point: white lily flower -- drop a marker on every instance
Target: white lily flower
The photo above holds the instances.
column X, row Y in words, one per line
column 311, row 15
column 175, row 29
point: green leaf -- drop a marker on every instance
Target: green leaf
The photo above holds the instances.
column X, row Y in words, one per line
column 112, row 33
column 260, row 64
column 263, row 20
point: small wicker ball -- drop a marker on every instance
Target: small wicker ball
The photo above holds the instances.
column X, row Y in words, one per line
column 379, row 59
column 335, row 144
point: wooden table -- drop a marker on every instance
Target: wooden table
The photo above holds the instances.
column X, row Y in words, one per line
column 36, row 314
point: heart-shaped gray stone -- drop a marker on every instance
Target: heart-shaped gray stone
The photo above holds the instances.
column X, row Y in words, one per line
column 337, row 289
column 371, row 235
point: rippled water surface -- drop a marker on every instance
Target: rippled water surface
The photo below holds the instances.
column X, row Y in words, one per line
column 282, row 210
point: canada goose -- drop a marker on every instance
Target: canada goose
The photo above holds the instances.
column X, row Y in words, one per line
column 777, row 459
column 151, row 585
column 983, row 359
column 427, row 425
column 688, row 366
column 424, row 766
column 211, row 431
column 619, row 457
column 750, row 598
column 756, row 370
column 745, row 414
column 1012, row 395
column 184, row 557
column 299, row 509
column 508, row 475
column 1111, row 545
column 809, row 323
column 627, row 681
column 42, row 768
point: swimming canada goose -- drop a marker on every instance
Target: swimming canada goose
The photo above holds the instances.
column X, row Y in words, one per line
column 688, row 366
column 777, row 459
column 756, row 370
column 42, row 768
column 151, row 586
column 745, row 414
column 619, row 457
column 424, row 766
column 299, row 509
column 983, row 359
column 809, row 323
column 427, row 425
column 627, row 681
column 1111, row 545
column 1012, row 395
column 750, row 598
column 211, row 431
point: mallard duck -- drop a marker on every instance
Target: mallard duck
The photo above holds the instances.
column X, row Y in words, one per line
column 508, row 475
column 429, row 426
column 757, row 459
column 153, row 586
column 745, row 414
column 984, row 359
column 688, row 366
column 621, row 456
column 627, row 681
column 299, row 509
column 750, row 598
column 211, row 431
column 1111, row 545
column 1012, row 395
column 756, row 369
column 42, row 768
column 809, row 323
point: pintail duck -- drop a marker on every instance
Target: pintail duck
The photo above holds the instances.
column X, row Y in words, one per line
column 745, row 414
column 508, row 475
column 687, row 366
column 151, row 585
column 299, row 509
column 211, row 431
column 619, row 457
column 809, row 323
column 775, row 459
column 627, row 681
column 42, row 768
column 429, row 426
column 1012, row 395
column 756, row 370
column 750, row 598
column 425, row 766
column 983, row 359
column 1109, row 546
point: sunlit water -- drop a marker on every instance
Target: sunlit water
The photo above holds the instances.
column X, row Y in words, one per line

···

## What you have to do:
Copy out all of the items above, changing each "drop a marker" to "place a pin" and keeping everything else the same.

## Task output:
point: white lily flower -- place a pin on every instance
Target: white lily flower
The photo above holds the instances.
column X, row Y in words, one per line
column 311, row 15
column 175, row 29
point: green leaf -- place a pin on every instance
Target: green leaf
The photo above holds the instances.
column X, row Y in words, one per line
column 112, row 33
column 260, row 64
column 263, row 20
point: small wicker ball -- place a pin on every instance
Target: small wicker ball
The photo above holds the instances.
column X, row Y in words, one per line
column 379, row 59
column 335, row 144
point: wooden table -- place a pin on every instance
Target: wooden table
The photo above holds the instances.
column X, row Y in words, one per line
column 36, row 314
point: heart-shaped gray stone -- place a pin on every instance
Target: heart-shaped gray stone
The photo above holds the instances.
column X, row Y in words, one per line
column 337, row 289
column 371, row 235
point: rippled water surface -- place a pin on every instance
Target: rippled water surface
The photo below holds the instances.
column X, row Y in words, one per line
column 282, row 210
point: canada goose -- place a pin on every instance
Target: canada goose
The photo above holds the instances.
column X, row Y in words, one per line
column 777, row 459
column 151, row 585
column 983, row 359
column 427, row 425
column 688, row 366
column 424, row 766
column 211, row 431
column 619, row 457
column 750, row 598
column 756, row 370
column 745, row 414
column 1012, row 395
column 184, row 557
column 299, row 509
column 508, row 475
column 1111, row 545
column 809, row 323
column 627, row 681
column 42, row 768
point: swimming canada goose -- place a pin on every instance
Target: swimming canada goose
The photo above holds the instances.
column X, row Y in words, one per line
column 688, row 366
column 777, row 459
column 756, row 370
column 42, row 768
column 151, row 586
column 745, row 414
column 619, row 457
column 424, row 766
column 299, row 509
column 983, row 359
column 809, row 323
column 427, row 425
column 627, row 681
column 1111, row 545
column 1012, row 395
column 750, row 598
column 211, row 431
point: mallard duck -- place a pin on every instance
Target: mallard duck
The photo above holds the instances.
column X, row Y in words, one per line
column 508, row 475
column 429, row 426
column 757, row 459
column 153, row 586
column 745, row 414
column 984, row 359
column 688, row 366
column 621, row 456
column 627, row 681
column 299, row 509
column 750, row 598
column 211, row 431
column 1111, row 545
column 1012, row 395
column 756, row 369
column 42, row 768
column 809, row 323
point: pintail duck -- place a pin on every instance
Target: pintail duck
The photo above holds the instances.
column X, row Y in words, one per line
column 745, row 414
column 508, row 475
column 687, row 366
column 151, row 585
column 299, row 509
column 211, row 431
column 619, row 457
column 809, row 323
column 775, row 459
column 627, row 681
column 42, row 768
column 429, row 426
column 1012, row 395
column 756, row 370
column 750, row 598
column 425, row 766
column 983, row 359
column 1109, row 546
point: sunlit water -- place a pin on every instance
Target: sunlit water
The photo above holds the instances.
column X, row Y in words, one per line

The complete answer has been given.